Uploaded image for project: 'Satellite'
  1. Satellite
  2. SAT-41274

Sending OpenSCAP reports concurrently requires too much memory on Capsule/Satellite

XMLWordPrintable

    • Icon: Bug Bug
    • Resolution: Unresolved
    • Icon: Undefined Undefined
    • None
    • None
    • SCAP Plugin
    • None
    • False
    • sat-endeavour
    • None
    • None
    • None
    • None

      Description of problem:

      When a Capsule (or Satellite) processes an OpenSCAP report from a client, it forks a new `smart-proxy` process for that (https://github.com/theforeman/smart_proxy_openscap/blob/master/lib/smart_proxy_openscap/helpers.rb#L8). This approach does not scale when tens or hundreds of client systems upload their profile at the same time (typical setup per Satellite). In that case, many tens of spawned `smart-proxy` processes are running, each consuming 300M+ memory (often 0.5G-3G). That triggers a huge memory consumption in (a few tens of) GBs.

□ □ □

* DIRECTIONS *
A - According to the bug report, how much memory does each spawned `smart-proxy` process consume?
B - Translate this sentence from the bug report into Spanish: "This approach does not scale when tens or hundreds of client systems upload their profile at the same time (typical setup per Satellite)."

* EXCERPTED RECORDS *
□ □ □

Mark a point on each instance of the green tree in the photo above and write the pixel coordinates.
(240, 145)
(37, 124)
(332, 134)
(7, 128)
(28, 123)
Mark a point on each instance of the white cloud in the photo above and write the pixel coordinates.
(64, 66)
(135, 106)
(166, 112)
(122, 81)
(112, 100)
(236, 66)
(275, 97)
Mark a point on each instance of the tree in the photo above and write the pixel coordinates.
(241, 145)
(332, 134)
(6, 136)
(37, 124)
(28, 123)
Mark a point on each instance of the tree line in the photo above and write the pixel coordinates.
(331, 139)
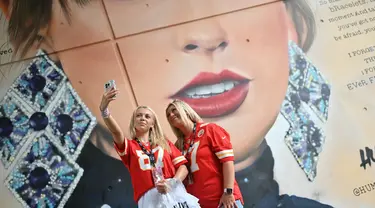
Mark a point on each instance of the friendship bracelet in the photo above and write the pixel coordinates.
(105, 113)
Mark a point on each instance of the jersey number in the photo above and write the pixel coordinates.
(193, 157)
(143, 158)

□ □ □

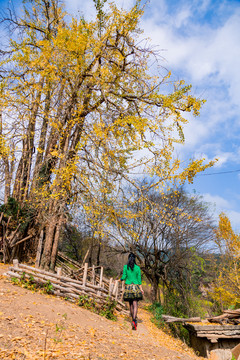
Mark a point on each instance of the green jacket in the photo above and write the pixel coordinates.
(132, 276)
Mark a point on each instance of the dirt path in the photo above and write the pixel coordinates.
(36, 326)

□ □ □

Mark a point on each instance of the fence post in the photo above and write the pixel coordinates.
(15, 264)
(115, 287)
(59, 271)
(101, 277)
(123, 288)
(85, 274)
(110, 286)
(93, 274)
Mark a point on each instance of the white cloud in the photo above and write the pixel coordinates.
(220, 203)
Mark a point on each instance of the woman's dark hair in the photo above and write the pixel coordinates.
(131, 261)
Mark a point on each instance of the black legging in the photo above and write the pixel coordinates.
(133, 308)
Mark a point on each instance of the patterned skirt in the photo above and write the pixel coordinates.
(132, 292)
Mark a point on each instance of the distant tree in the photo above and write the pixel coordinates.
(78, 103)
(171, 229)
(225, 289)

□ □ □

* ANSWER LIST *
A - Each consumes 300M or more, often 0.5G to 3G.

B - Este enfoque no escala cuando decenas o cientos de sistemas cliente suben su perfil al mismo tiempo (configuración típica por Satellite).